Kisah tempe sudah di mulai abad ke-16. Kata tempe dan lethokan, tersurat dalam karya sastra jawa, serat centhini, yang ditulis pada tahun 1814 sampai tahun 1823. Manuskrip serat centhini, mendeskripsikan kehidupan masyarakat jawa di sekitar surakarta dan yogyakarta, yang telah mengenal tempe lebih dari 400 tahun lalu.
Tempe merupakan warisan budaya, yang berakar dari tradisi masyarakat jawa yang dikaitkan dengan alam dan lingkungan, serta berbagai ritual dan juga kegiatan masyarakat. Tempe bacem, bahkan menjadi makanan pelengkap dalam sejumlah ritual adat, karena termasuk satu dari tujuh makanan pendamping nasi tumpeng, warisan budaya masyarakat jawa. Tujuh lauk pendamping tumpeng itu, memiliki makna pitulungan, yang dapat diartikan meminta pertolongan kepada yang maha kuasa. Di upacara adat masyarakat jawa lainnya, ada besengek tempe, dalam lauk pauk tumpeng megono.
Awalnya, nenek moyang bangsa indonesia membuat tempe dari bahan kedelai hitam, yang dibungkus dengan daun pohon waru. Secara alami, jamur rhizopus, terutama dari jenis rhizopus oligosphorus, atau yang dikenal sebagai jamur tempe,terdapat pada daun pohon waru. Jamur yang disebut juga dengan usar atau laru inilah yang membantu proses fermentasi atau peragian untuk menghasilkan tempe.
Tempe juga menjadi simbol kehidupan yang harmonis antar gender dalam kehidupan rumah tangga masyarakat jawa, karena pada umumnya tempe diproduksi dalam skala rumah tangga yang melibatkan peran dan kerjasama satu keluarga.
Warisan budaya tempe, dengan cepat menyebar ke seluruh masyarakat jawa. Interaksi dan migrasi masyarakat jawa ke kepulauan nusantara, berperan dalam transmisi warisan budaya tempe menyebar ke seluruh nusantara.
━━━
_Soal:_ Menurut teks sumber tentang sejarah tempe, daun pohon apa yang awalnya dipakai untuk membungkus kedelai hitam dalam pembuatan tempe?
━━━
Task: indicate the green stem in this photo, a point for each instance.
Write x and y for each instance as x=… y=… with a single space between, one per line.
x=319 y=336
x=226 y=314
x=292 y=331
━━━
_Hasil Latihan:_ Daun pohon waru.